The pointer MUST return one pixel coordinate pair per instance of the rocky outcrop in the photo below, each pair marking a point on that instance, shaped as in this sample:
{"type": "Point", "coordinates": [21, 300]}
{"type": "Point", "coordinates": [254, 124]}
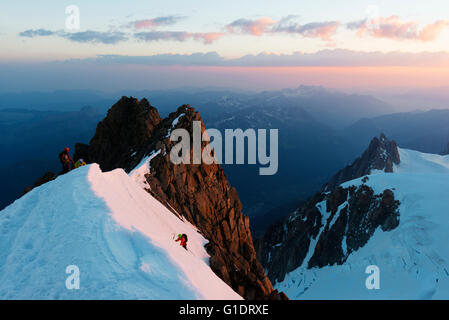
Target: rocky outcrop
{"type": "Point", "coordinates": [381, 155]}
{"type": "Point", "coordinates": [199, 193]}
{"type": "Point", "coordinates": [327, 229]}
{"type": "Point", "coordinates": [127, 128]}
{"type": "Point", "coordinates": [333, 224]}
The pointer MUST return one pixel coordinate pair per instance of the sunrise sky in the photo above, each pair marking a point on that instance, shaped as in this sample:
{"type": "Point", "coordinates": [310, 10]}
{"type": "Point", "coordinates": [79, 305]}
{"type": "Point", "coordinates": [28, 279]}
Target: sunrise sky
{"type": "Point", "coordinates": [245, 44]}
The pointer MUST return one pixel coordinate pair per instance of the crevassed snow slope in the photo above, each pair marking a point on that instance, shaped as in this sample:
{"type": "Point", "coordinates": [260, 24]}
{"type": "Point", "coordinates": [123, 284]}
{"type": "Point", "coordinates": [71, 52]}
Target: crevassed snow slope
{"type": "Point", "coordinates": [118, 235]}
{"type": "Point", "coordinates": [413, 259]}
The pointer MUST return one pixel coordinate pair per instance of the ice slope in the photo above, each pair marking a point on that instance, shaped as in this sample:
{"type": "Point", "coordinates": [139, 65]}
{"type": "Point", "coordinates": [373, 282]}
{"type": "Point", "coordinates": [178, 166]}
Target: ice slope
{"type": "Point", "coordinates": [413, 259]}
{"type": "Point", "coordinates": [118, 235]}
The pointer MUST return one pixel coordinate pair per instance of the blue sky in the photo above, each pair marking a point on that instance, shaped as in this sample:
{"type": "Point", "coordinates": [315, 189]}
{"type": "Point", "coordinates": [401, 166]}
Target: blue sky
{"type": "Point", "coordinates": [273, 33]}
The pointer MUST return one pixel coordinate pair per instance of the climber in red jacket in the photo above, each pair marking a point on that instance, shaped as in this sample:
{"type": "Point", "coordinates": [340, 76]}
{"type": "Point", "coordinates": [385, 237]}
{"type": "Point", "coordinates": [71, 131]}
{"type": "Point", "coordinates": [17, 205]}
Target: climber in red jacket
{"type": "Point", "coordinates": [183, 239]}
{"type": "Point", "coordinates": [65, 159]}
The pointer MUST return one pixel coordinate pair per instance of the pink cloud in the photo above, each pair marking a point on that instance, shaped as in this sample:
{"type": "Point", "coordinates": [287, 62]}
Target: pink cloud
{"type": "Point", "coordinates": [155, 22]}
{"type": "Point", "coordinates": [208, 37]}
{"type": "Point", "coordinates": [395, 28]}
{"type": "Point", "coordinates": [254, 27]}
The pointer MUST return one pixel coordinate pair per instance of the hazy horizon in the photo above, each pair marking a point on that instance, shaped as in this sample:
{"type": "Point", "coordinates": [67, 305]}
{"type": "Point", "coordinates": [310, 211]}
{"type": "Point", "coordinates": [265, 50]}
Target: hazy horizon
{"type": "Point", "coordinates": [359, 45]}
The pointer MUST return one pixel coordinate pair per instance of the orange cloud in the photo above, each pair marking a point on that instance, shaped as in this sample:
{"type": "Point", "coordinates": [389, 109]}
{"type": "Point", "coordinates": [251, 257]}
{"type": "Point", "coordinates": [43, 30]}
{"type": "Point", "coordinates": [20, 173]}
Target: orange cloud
{"type": "Point", "coordinates": [208, 37]}
{"type": "Point", "coordinates": [254, 27]}
{"type": "Point", "coordinates": [395, 28]}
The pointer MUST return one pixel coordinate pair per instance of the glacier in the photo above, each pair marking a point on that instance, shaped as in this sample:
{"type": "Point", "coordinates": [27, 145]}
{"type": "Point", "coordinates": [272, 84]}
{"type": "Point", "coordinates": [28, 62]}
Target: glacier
{"type": "Point", "coordinates": [118, 235]}
{"type": "Point", "coordinates": [413, 259]}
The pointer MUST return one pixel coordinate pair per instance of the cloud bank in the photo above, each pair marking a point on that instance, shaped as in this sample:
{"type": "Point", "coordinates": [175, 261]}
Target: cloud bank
{"type": "Point", "coordinates": [323, 58]}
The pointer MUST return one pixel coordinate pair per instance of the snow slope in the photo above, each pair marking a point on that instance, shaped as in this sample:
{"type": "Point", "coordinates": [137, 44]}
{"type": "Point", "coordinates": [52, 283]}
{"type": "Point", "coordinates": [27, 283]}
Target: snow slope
{"type": "Point", "coordinates": [413, 259]}
{"type": "Point", "coordinates": [118, 235]}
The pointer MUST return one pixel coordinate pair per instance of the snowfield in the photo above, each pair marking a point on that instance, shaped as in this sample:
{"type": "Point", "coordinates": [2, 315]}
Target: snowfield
{"type": "Point", "coordinates": [413, 259]}
{"type": "Point", "coordinates": [117, 234]}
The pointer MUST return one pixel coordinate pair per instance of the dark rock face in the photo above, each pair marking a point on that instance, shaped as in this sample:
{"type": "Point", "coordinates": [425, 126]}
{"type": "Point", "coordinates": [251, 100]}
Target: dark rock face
{"type": "Point", "coordinates": [332, 224]}
{"type": "Point", "coordinates": [198, 192]}
{"type": "Point", "coordinates": [340, 222]}
{"type": "Point", "coordinates": [127, 128]}
{"type": "Point", "coordinates": [380, 155]}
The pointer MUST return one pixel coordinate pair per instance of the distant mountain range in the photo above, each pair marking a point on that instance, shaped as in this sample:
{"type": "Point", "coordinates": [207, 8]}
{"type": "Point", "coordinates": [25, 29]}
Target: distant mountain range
{"type": "Point", "coordinates": [320, 132]}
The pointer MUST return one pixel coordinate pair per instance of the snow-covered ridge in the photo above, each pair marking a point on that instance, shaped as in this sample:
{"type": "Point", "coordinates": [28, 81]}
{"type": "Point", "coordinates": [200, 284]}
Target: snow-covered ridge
{"type": "Point", "coordinates": [413, 258]}
{"type": "Point", "coordinates": [117, 234]}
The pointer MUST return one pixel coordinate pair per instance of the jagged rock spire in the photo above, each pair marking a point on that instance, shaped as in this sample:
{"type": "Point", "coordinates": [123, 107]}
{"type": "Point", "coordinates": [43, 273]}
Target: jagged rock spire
{"type": "Point", "coordinates": [381, 155]}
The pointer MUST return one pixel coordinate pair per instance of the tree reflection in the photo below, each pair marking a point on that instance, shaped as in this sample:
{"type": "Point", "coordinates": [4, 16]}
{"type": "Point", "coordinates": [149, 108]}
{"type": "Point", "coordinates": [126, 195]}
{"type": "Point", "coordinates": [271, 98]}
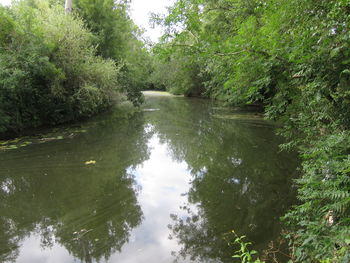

*-*-*

▶ _TASK PROMPT_:
Print the whole listing exactly, please, and keep any images out of it.

▶ _EXERCISE ANSWER_:
The pointer MUST return one pixel coordinate pair per instance of the rocky outcrop in the photo below, each pair marking a point on that instance, shaped as in this sample:
{"type": "Point", "coordinates": [21, 300]}
{"type": "Point", "coordinates": [254, 124]}
Target: rocky outcrop
{"type": "Point", "coordinates": [381, 155]}
{"type": "Point", "coordinates": [199, 193]}
{"type": "Point", "coordinates": [327, 229]}
{"type": "Point", "coordinates": [127, 128]}
{"type": "Point", "coordinates": [333, 224]}
The pointer MUST return one pixel coordinate pair per instance of the sunrise sky in the photo above, each pair marking a point on that instance, shaped as in this sample:
{"type": "Point", "coordinates": [310, 10]}
{"type": "Point", "coordinates": [79, 305]}
{"type": "Point", "coordinates": [28, 279]}
Target: sunrise sky
{"type": "Point", "coordinates": [245, 44]}
The pointer MUST return one pixel coordinate pair per instance of the crevassed snow slope in the photo above, each pair marking a point on that instance, shaped as in this sample:
{"type": "Point", "coordinates": [260, 24]}
{"type": "Point", "coordinates": [123, 284]}
{"type": "Point", "coordinates": [71, 52]}
Target: crevassed snow slope
{"type": "Point", "coordinates": [118, 235]}
{"type": "Point", "coordinates": [413, 259]}
The pointer MUST return one pixel coordinate pair per instance of the ice slope in the photo above, each pair marking a point on that instance, shaped as in this sample:
{"type": "Point", "coordinates": [139, 65]}
{"type": "Point", "coordinates": [373, 282]}
{"type": "Point", "coordinates": [178, 166]}
Target: ice slope
{"type": "Point", "coordinates": [413, 259]}
{"type": "Point", "coordinates": [118, 235]}
The pointer MUST return one pixel coordinate pair per instance of the blue sky in the photo above, each pair marking a point on that instance, shaped as in this sample:
{"type": "Point", "coordinates": [315, 189]}
{"type": "Point", "coordinates": [401, 166]}
Target: blue sky
{"type": "Point", "coordinates": [273, 33]}
The pointer MUST return one pixel coordinate pair per instance of the climber in red jacket in the photo above, each pair marking a point on that instance, shaped as in this sample:
{"type": "Point", "coordinates": [340, 76]}
{"type": "Point", "coordinates": [385, 237]}
{"type": "Point", "coordinates": [71, 131]}
{"type": "Point", "coordinates": [17, 205]}
Target: climber in red jacket
{"type": "Point", "coordinates": [183, 239]}
{"type": "Point", "coordinates": [65, 159]}
The pointer MUST return one pixel coordinate pair per instance of the pink cloud in the photo above, each pair marking a point on that instance, shaped as in this sample:
{"type": "Point", "coordinates": [287, 62]}
Target: pink cloud
{"type": "Point", "coordinates": [155, 22]}
{"type": "Point", "coordinates": [208, 37]}
{"type": "Point", "coordinates": [395, 28]}
{"type": "Point", "coordinates": [254, 27]}
The pointer MUST return one pixel coordinate pair per instance of the hazy horizon in the photo above, each pair marking a point on that instance, shaped as in this sample:
{"type": "Point", "coordinates": [67, 305]}
{"type": "Point", "coordinates": [310, 211]}
{"type": "Point", "coordinates": [265, 50]}
Target: hazy horizon
{"type": "Point", "coordinates": [359, 45]}
The pointer MUST return one pixel coordinate pair per instance of the orange cloud in the photo above, each pair marking a point on that instance, shaped as in this sample:
{"type": "Point", "coordinates": [389, 109]}
{"type": "Point", "coordinates": [251, 257]}
{"type": "Point", "coordinates": [43, 30]}
{"type": "Point", "coordinates": [20, 173]}
Target: orange cloud
{"type": "Point", "coordinates": [208, 37]}
{"type": "Point", "coordinates": [254, 27]}
{"type": "Point", "coordinates": [395, 28]}
The pointer MUST return one pixel coordinate pair per instance of the glacier in the photo above, each pair marking a point on that instance, shaped as in this sample:
{"type": "Point", "coordinates": [27, 145]}
{"type": "Point", "coordinates": [272, 84]}
{"type": "Point", "coordinates": [28, 62]}
Target: glacier
{"type": "Point", "coordinates": [118, 235]}
{"type": "Point", "coordinates": [413, 259]}
The pointer MUST return one pixel coordinate pair per instance of the cloud bank in the photo above, each pair marking a point on that instance, shaped as in this sample:
{"type": "Point", "coordinates": [175, 261]}
Target: cloud bank
{"type": "Point", "coordinates": [323, 58]}
The pointer MUST return one pixel coordinate pair per instance of the snow slope in the photo above, each pair marking a point on that instance, shaped as in this sample:
{"type": "Point", "coordinates": [137, 44]}
{"type": "Point", "coordinates": [52, 283]}
{"type": "Point", "coordinates": [27, 283]}
Target: snow slope
{"type": "Point", "coordinates": [413, 259]}
{"type": "Point", "coordinates": [118, 235]}
The pointer MUST return one pixel coordinate pair per instance of the snowfield in the photo above, each pair marking a point on that instance, shaped as in this sample:
{"type": "Point", "coordinates": [2, 315]}
Target: snowfield
{"type": "Point", "coordinates": [413, 259]}
{"type": "Point", "coordinates": [117, 234]}
The pointer MUST return one pixel coordinate pair per instance of the dark rock face in the photo above, each pair marking a point on that instance, shaped as in this sample:
{"type": "Point", "coordinates": [425, 126]}
{"type": "Point", "coordinates": [251, 100]}
Target: dark rock face
{"type": "Point", "coordinates": [332, 224]}
{"type": "Point", "coordinates": [198, 192]}
{"type": "Point", "coordinates": [340, 222]}
{"type": "Point", "coordinates": [127, 128]}
{"type": "Point", "coordinates": [380, 155]}
The pointer MUST return one pixel coordinate pair per instance of the distant mountain range in the photo above, each pair marking a point on that instance, shaped as in this sample:
{"type": "Point", "coordinates": [207, 8]}
{"type": "Point", "coordinates": [25, 29]}
Target: distant mountain range
{"type": "Point", "coordinates": [320, 132]}
The pointer MUST return one pixel coordinate pair per instance of the snow-covered ridge in the photo above, each pair marking a point on that instance, shaped as in this sample:
{"type": "Point", "coordinates": [28, 81]}
{"type": "Point", "coordinates": [200, 284]}
Target: snow-covered ridge
{"type": "Point", "coordinates": [413, 258]}
{"type": "Point", "coordinates": [117, 234]}
The pointer MUST return one pixel coordinate pair per instance of the jagged rock spire in the photo above, each pair marking a point on that instance, shaped as in this sample:
{"type": "Point", "coordinates": [123, 107]}
{"type": "Point", "coordinates": [43, 273]}
Target: jagged rock spire
{"type": "Point", "coordinates": [381, 155]}
The pointer MUST return one pixel coordinate pair per instance of the tree reflection in the photo below, each pair marking a point on that instance, shaped as in this sample:
{"type": "Point", "coordinates": [4, 16]}
{"type": "Point", "coordinates": [149, 108]}
{"type": "Point", "coordinates": [126, 195]}
{"type": "Point", "coordinates": [271, 98]}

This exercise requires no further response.